- TASK STATEMENT -
How many lines in the entries below contain the word "white"? Reply with the number alone.

>> begin EXTRACTED INFORMATION

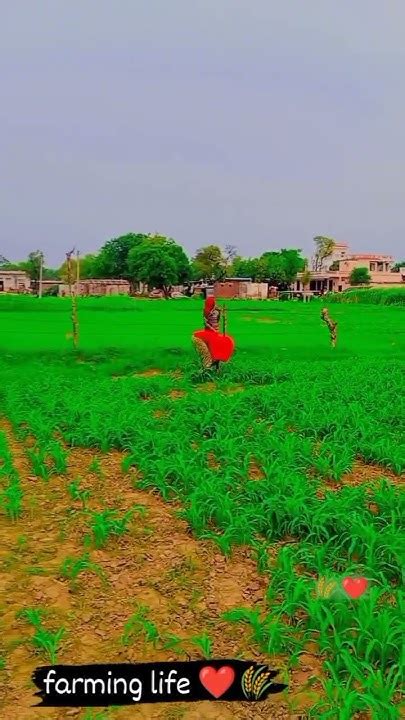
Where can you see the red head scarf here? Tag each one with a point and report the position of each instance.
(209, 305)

>> end EXTRACTED INFORMATION
>> begin EXTRACTED INFORMATION

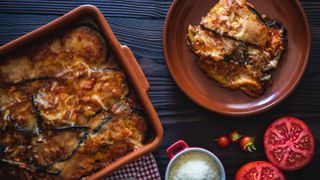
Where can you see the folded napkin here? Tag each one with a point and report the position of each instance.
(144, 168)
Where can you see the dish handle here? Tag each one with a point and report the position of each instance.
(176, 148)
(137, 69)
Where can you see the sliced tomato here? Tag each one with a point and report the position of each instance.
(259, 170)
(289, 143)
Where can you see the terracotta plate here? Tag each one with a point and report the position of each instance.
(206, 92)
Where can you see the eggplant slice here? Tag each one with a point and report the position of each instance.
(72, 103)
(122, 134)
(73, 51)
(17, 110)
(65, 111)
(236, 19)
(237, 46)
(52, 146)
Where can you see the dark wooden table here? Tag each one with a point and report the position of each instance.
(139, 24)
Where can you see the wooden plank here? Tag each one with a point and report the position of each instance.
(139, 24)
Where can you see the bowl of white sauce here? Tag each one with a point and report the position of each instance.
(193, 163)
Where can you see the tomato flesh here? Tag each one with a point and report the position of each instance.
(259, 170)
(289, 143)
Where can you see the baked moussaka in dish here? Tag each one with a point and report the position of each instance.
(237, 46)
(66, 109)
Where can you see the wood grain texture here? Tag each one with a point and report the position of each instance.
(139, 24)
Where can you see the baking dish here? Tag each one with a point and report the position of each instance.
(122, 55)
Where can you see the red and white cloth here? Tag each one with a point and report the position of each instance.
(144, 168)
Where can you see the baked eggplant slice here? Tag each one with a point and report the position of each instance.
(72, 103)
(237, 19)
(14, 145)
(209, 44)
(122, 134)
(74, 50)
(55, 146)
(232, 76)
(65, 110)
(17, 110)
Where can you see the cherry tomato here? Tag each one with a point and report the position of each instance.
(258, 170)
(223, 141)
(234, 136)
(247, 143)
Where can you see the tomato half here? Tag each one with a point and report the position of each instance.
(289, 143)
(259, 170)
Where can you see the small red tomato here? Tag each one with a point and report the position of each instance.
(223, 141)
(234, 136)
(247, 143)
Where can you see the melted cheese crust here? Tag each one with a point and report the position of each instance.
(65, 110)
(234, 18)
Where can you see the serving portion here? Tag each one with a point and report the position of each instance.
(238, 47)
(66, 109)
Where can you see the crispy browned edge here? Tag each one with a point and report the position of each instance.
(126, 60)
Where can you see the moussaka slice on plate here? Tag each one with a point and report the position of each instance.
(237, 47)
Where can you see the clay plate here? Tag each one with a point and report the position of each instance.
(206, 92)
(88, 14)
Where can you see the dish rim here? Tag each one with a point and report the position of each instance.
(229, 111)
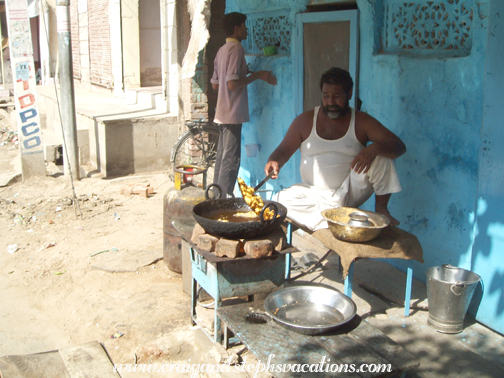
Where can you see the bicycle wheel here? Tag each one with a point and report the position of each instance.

>> end EXTRACTED INFORMATION
>> begin EXTRACTED INFORMATION

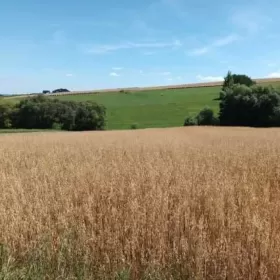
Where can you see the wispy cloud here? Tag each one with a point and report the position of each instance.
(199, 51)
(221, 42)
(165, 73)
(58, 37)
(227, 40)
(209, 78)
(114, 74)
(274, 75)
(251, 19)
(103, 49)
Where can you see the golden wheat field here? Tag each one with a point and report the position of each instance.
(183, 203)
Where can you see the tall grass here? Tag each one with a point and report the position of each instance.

>> end EXTRACTED INFORMATION

- EXERCISE RESULT -
2